→ Task goal: Beginning at the line that includes "Mark a point", return each line exactly through the end of the listing, and no line before it.

→ Data for processing:

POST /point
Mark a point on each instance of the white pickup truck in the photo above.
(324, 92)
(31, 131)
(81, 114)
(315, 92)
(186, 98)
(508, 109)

→ Solution to the problem:
Mark a point on each instance of the white pickup truck in the photo above.
(324, 92)
(31, 131)
(81, 114)
(315, 92)
(186, 98)
(508, 109)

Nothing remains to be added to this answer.